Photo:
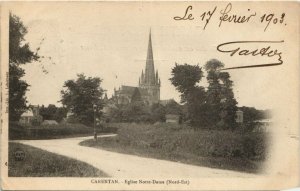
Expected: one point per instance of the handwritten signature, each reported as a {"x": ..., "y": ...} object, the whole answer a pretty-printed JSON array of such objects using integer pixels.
[{"x": 266, "y": 51}]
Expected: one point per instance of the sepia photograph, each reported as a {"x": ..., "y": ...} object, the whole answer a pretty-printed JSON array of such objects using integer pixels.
[{"x": 149, "y": 95}]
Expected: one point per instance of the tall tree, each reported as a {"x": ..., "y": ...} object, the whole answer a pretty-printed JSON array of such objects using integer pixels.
[
  {"x": 81, "y": 95},
  {"x": 185, "y": 78},
  {"x": 220, "y": 97},
  {"x": 19, "y": 54}
]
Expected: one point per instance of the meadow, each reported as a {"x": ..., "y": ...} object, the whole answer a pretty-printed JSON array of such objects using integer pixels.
[
  {"x": 39, "y": 163},
  {"x": 226, "y": 149},
  {"x": 20, "y": 132}
]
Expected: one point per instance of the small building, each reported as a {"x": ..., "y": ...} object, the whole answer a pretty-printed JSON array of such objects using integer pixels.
[
  {"x": 262, "y": 125},
  {"x": 26, "y": 117},
  {"x": 49, "y": 122},
  {"x": 31, "y": 116},
  {"x": 172, "y": 118}
]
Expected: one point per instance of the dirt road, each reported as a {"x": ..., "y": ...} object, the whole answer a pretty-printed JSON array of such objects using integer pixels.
[{"x": 123, "y": 165}]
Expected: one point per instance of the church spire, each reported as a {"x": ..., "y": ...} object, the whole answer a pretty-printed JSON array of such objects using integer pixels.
[{"x": 149, "y": 72}]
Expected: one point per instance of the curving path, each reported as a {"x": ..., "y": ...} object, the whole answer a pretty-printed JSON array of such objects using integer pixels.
[{"x": 123, "y": 165}]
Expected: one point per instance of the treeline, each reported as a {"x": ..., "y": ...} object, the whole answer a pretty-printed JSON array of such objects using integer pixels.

◆ ◆ ◆ ◆

**WORK REQUIRED**
All of the data gets printed again exactly; the pictures do not.

**WRITTEN SOLUTION**
Photo:
Expected: one point per instance of the handwritten signature, each reported as a {"x": ..., "y": ...} object, the whole answer a pretty-printed JSON array of such objects using integer pixels.
[{"x": 266, "y": 51}]
Expected: one point per instance of the sepia photograph, each reported as a {"x": ..., "y": ...} object, the whole answer a pretty-printed JSON array of such objects using integer pixels.
[{"x": 149, "y": 95}]
Expected: one point per instance of the tall tree, each reported as a {"x": ..., "y": ...} object, the whole answer a pretty-printed JSON array of such objects using integer pixels.
[
  {"x": 81, "y": 95},
  {"x": 185, "y": 78},
  {"x": 220, "y": 97},
  {"x": 19, "y": 54}
]
Expected: one point per instance of the meadow, each reported as a {"x": ..., "y": ...} object, the whole answer a pretty-printed JSON array of such objects using integer pixels.
[
  {"x": 39, "y": 163},
  {"x": 226, "y": 149},
  {"x": 20, "y": 132}
]
Expected: one point per instance of the small building, each reported as a {"x": ..., "y": ...} object, the whole answer a pretty-printed JSON array of such objects using integer pixels.
[
  {"x": 262, "y": 125},
  {"x": 26, "y": 117},
  {"x": 49, "y": 122},
  {"x": 31, "y": 116},
  {"x": 172, "y": 118}
]
Expected: one point per instance of the dirt road, each reported as a {"x": ..., "y": ...} object, the whole answer a pretty-printed JSON array of such objects using integer pixels.
[{"x": 123, "y": 165}]
Expected: one point per instance of the church spire, each reported as a {"x": ..., "y": ...} object, the whole answer a pretty-printed JSON array of such objects using integer pixels.
[{"x": 149, "y": 72}]
Expected: one point per instance of the curving path, each reported as a {"x": ..., "y": ...} object, the whole answer a pretty-printed JSON array of such objects using integer pixels.
[{"x": 123, "y": 165}]
Expected: one point per instance of the treeline, each reported as a {"x": ..., "y": ...} object, the whole answer a pretty-printed JSON array of such objects using integer pixels.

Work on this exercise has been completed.